#### WHAT YOU SHOULD DO:
Everything below from the line with "snow surface --> bounding box" to the last line, both included, is to be written out exactly, with nothing added.
▬▬▬
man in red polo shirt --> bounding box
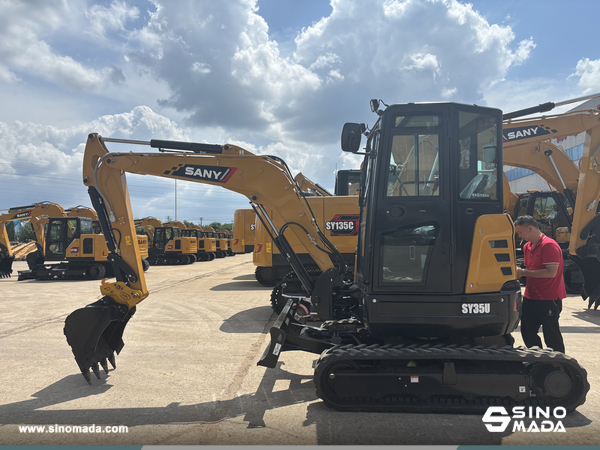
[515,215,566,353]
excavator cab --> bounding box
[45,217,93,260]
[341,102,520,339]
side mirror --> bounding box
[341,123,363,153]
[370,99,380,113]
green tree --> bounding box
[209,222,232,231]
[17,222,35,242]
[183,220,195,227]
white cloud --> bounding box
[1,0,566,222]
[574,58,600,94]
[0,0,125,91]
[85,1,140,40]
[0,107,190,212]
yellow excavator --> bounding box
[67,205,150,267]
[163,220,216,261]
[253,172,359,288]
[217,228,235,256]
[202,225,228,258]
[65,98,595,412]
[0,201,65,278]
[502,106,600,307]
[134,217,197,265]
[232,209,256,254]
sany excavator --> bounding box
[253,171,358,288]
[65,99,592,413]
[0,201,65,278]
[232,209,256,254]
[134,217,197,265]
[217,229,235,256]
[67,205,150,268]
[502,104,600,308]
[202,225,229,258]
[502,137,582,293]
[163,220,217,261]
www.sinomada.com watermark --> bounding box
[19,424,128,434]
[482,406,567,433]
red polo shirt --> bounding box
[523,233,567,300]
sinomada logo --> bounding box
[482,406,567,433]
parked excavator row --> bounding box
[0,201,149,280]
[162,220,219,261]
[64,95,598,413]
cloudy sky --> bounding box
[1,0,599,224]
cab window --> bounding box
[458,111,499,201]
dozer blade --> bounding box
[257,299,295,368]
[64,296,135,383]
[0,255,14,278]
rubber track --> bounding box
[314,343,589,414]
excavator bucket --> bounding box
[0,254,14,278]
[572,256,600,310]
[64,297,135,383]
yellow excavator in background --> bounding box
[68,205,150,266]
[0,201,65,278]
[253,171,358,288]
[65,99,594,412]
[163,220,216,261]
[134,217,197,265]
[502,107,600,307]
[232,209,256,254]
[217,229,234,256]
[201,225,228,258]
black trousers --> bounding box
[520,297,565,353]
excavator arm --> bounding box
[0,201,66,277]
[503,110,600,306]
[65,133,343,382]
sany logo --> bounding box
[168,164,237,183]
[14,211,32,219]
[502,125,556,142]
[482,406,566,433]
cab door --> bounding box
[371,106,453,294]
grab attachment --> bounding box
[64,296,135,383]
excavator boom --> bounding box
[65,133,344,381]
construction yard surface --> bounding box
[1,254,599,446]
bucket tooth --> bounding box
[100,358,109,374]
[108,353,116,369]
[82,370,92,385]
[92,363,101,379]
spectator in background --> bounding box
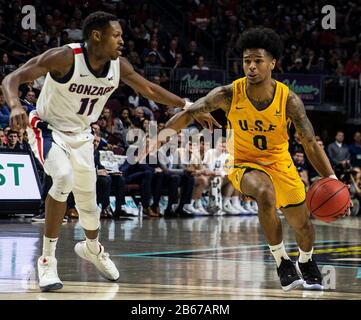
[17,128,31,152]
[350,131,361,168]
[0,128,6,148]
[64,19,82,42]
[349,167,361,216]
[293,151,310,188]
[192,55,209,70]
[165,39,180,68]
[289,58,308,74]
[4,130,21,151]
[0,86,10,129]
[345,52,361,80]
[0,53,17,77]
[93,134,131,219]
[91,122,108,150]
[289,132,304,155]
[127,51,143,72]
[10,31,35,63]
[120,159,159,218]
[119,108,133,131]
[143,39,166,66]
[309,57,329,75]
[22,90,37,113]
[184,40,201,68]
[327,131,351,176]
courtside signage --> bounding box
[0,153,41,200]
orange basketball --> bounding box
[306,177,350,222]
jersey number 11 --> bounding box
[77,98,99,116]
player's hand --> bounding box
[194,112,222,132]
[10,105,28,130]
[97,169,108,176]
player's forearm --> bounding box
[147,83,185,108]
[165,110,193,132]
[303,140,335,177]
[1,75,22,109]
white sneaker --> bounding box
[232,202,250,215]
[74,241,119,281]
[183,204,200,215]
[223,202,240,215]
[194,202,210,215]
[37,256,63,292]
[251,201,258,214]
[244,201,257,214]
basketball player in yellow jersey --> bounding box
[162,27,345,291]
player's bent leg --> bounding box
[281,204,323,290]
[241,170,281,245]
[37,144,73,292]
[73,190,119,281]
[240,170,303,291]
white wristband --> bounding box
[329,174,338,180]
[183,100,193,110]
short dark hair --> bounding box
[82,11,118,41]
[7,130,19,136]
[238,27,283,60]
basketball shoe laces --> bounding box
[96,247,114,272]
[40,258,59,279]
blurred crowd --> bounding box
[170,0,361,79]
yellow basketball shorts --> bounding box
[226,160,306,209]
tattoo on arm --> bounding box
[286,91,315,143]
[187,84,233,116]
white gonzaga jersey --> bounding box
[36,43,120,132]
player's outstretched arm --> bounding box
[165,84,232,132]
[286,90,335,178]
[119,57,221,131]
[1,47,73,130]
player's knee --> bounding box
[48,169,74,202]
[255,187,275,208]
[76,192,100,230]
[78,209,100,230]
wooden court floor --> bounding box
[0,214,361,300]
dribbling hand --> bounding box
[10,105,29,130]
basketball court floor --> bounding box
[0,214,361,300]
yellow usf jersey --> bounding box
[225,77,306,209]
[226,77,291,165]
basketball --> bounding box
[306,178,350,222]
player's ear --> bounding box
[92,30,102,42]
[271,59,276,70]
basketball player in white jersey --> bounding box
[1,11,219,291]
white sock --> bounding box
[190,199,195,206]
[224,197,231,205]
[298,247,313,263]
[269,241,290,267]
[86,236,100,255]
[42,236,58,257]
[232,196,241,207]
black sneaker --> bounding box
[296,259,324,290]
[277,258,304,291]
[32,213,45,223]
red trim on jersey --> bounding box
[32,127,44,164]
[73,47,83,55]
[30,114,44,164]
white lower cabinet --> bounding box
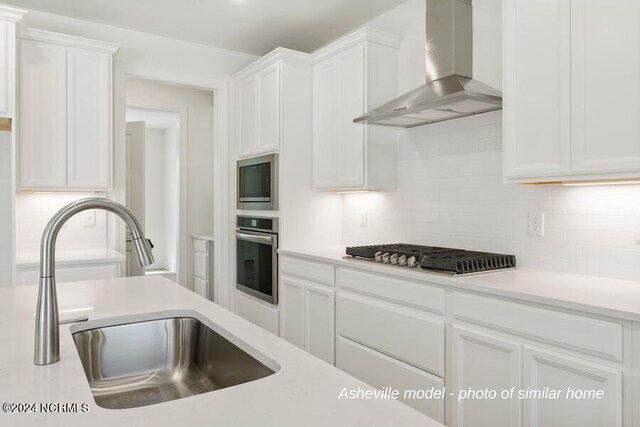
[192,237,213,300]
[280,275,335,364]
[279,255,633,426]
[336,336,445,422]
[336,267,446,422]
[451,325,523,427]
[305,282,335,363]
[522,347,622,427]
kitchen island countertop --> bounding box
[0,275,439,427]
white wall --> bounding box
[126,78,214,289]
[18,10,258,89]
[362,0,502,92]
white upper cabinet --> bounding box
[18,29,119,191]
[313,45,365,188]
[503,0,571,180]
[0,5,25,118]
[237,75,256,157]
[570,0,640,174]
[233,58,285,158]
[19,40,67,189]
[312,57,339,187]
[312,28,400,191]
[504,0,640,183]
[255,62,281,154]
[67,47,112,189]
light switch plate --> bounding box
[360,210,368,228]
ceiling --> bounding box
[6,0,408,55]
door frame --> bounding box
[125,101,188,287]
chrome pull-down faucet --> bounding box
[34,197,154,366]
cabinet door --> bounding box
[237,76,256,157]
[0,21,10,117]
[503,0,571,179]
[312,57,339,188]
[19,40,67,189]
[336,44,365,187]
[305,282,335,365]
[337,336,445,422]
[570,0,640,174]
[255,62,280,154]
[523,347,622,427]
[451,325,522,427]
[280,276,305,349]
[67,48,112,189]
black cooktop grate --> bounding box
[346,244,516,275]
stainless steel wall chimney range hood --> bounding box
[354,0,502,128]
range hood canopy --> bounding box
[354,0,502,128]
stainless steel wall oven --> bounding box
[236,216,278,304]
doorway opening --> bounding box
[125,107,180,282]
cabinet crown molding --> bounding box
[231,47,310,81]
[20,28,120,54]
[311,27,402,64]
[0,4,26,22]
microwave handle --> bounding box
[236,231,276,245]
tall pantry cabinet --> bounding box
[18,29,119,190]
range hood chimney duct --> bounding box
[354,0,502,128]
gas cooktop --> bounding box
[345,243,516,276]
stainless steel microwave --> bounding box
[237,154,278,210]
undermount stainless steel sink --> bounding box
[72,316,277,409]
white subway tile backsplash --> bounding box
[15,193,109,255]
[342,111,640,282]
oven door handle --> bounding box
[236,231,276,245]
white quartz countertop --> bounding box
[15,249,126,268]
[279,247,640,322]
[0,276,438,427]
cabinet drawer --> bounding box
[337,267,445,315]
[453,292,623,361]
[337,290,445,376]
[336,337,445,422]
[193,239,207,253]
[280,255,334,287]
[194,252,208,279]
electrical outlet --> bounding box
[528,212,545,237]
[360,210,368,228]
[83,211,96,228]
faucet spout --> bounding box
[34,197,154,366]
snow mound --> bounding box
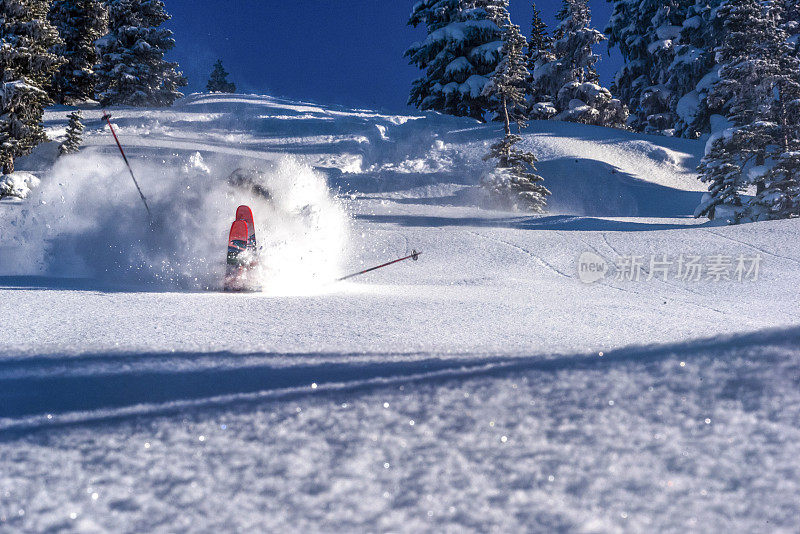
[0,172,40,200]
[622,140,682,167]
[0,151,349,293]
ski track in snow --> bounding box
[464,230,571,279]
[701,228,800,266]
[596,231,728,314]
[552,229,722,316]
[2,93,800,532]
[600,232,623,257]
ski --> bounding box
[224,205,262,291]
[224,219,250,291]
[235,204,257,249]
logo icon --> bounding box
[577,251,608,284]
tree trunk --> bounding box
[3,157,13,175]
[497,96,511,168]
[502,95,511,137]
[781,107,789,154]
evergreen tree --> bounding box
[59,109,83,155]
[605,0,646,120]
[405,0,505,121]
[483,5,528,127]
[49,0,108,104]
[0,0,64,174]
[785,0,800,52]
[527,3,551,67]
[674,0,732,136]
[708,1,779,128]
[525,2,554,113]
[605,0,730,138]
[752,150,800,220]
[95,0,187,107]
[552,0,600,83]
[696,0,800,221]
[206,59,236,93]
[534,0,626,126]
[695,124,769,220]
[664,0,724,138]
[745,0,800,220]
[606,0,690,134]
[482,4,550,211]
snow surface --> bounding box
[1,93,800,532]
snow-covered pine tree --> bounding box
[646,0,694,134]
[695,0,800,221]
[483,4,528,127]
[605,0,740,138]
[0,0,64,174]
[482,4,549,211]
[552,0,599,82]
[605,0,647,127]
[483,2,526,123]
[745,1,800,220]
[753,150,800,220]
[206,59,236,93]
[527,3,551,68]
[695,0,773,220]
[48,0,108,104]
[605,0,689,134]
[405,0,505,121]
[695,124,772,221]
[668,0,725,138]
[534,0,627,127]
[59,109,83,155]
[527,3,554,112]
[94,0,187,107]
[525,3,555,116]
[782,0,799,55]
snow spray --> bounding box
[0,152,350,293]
▬▬▬
#### TASK RESULT:
snow surface --> bounding box
[1,93,800,532]
snow-covered pine tree --> bounding box
[646,0,694,134]
[695,0,800,221]
[483,4,528,127]
[605,0,740,138]
[0,0,64,174]
[482,4,549,211]
[552,0,599,82]
[605,0,647,127]
[483,2,526,123]
[745,1,800,220]
[753,150,800,220]
[206,59,236,93]
[527,3,551,68]
[695,0,773,220]
[48,0,108,104]
[605,0,689,134]
[405,0,505,121]
[695,124,772,221]
[668,0,725,138]
[534,0,627,127]
[59,109,83,155]
[527,3,554,112]
[94,0,187,107]
[525,3,555,116]
[782,0,799,55]
snow spray --> bounding box
[0,152,350,293]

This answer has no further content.